The Sublime/TM/Notepad++ crowd cares about OS-native integration. I use Sublime frequently because after a solid decade+ living in OSX land, my fingers know how what to do, and neither vim nor emacs respect that without considerable massaging.

Vim fans want to use an elegant command syntax. I watch vim users code and always make a point to learn how to vim, eventually. The only reason I don't, is because I haven't.

Emacs users want/need the programmable, extensible runtime. Emacs is a programming language; particularly in Lisp development, Emacs often contains programs that are basic/standard parts of the toolchain and not found in other editors. I use Emacs because I like it, but more importantly, because I have to.

Combining the elegant syntax of Vim with the extensibility of Emacs, as well as some out-of-the-box support for the basic OS-native commands, is a very good start.


I feel similarly to this. Emacs got extensibility down and probably would have destroyed Vi. Vim added Vimscript, but it is not what most would call elegant, nice, or any of the other things we want in a language. Adding extensibility is what kept Vim around.

I like the design of Emacs, and I also like Lisps in general, but the Vim editing model is the best for me.

Excerpts of pointing data

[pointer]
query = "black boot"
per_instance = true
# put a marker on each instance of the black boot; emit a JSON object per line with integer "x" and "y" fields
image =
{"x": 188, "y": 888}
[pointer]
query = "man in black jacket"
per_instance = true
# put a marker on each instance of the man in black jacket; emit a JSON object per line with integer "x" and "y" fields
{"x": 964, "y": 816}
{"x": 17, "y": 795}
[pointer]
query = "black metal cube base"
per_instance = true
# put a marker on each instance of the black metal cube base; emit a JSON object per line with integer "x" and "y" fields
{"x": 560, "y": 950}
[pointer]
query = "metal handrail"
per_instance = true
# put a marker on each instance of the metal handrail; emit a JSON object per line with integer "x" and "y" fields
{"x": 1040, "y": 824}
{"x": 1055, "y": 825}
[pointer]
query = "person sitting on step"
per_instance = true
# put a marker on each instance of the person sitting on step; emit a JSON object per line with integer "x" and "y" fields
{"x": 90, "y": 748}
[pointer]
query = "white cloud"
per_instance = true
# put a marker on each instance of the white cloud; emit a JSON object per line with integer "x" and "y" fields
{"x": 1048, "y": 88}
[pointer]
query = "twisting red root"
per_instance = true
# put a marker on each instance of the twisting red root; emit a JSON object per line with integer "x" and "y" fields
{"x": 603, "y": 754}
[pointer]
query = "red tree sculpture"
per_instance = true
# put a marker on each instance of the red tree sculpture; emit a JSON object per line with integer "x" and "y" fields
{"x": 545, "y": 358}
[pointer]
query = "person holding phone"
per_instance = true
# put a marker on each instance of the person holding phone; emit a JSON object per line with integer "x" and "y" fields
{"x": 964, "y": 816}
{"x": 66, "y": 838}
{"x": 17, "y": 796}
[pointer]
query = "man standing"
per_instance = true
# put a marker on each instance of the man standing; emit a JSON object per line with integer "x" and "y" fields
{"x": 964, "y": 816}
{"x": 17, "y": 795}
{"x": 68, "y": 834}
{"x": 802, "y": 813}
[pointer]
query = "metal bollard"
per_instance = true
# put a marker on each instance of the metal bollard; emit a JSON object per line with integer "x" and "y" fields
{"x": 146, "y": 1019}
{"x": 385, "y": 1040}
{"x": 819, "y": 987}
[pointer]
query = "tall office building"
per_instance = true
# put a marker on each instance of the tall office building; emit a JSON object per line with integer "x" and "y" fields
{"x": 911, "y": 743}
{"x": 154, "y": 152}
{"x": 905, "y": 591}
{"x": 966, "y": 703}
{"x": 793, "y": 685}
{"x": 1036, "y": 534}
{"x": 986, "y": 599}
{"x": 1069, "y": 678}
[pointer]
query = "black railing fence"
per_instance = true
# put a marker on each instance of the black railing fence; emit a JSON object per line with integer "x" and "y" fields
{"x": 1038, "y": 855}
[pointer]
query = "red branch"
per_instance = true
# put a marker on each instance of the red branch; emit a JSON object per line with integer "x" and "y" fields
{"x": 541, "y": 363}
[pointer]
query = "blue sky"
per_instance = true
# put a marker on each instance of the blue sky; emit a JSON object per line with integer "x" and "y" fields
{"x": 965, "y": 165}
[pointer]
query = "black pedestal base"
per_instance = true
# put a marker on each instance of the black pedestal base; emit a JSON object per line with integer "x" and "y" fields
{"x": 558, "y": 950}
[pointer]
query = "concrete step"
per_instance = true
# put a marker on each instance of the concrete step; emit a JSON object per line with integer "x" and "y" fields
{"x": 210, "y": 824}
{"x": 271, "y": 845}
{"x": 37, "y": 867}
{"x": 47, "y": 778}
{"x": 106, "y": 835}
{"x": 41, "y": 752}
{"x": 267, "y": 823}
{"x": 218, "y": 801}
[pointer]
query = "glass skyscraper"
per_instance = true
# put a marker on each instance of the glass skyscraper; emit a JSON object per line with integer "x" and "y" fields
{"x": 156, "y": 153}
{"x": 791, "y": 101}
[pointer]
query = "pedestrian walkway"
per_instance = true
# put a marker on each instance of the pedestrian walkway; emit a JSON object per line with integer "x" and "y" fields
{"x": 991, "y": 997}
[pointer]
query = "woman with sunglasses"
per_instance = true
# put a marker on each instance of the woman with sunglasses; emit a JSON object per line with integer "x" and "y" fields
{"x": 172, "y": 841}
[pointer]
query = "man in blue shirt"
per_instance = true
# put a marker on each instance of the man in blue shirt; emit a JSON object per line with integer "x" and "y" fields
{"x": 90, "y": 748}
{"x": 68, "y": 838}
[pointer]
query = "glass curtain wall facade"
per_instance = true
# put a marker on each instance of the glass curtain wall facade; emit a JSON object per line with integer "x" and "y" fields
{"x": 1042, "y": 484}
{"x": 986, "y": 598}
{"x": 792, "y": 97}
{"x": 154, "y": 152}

Exercise set.
[a] Reproduce the discussion of text editors from "I feel similarly" to "kept Vim around.".
[b] According to the discussion of text editors, why does the writer use Sublime frequently? Answer in one to three sentences.
[c] Continue the discussion of text editors from the point where it ends.

Answers.
[a]
I feel similarly to this. Emacs got extensibility down and probably would have destroyed Vi. Vim added Vimscript, but it is not what most would call elegant, nice, or any of the other things we want in a language. Adding extensibility is what kept Vim around.

[b] After more than a decade of working in OSX, the writer's fingers already know what to do in an OS-native editor. Neither vim nor emacs respects those habits without considerable adjustment.

[c]
It looks like Neovim is going to address many of the issues with Vim.


As an emacs fan, I find vim model simple, abstract and efficient. Emacs default paradigm has amazing foundations but give fingercuts too often and lack composability while vim is quite self consistent (how ironic giving lisp essence).

That said, growing your editing system by evaluation a small function is still a bliss. Go lisps.

#repant


That's a very good way to put it.

Vim's editing model is much more functional (a la functional programming) than Emacs', whereas the latter's foundation is much more functional.

I keep thinking I should try Emacs with one of the Vim-ulators, but I've got a pretty good flow going in Vim and I've got a lot of other things I'm trying to learn right now, not to mention paying work to do.


Me too, since many people report emacs evil mode being pretty polished by now, I'm tempted to try a fresh emacs setup. There's also lispy.el, which is IIUC a paredit superset in vi-command-clothing.


Although me too comments are not encouraged on HN, I've got to add a "Me too" to your "Me too". I used Emacs for 20 years and on a whim decided to learn Vim. Once I got the hang of it (telling the editor what I want to do rather than moving the cursor all over the place), I couldn't go back to Emacs. I've tried Evil a couple of times a few years ago and it just didn't work for anything other than superficial commands. The reports I'm reading in this thread are making me very, very excited to try it again!


Who knows, with the functional trends, and the work on guile emacs, maybe there will be a window for an emacs sibling with simpler core and combinator-like interactions.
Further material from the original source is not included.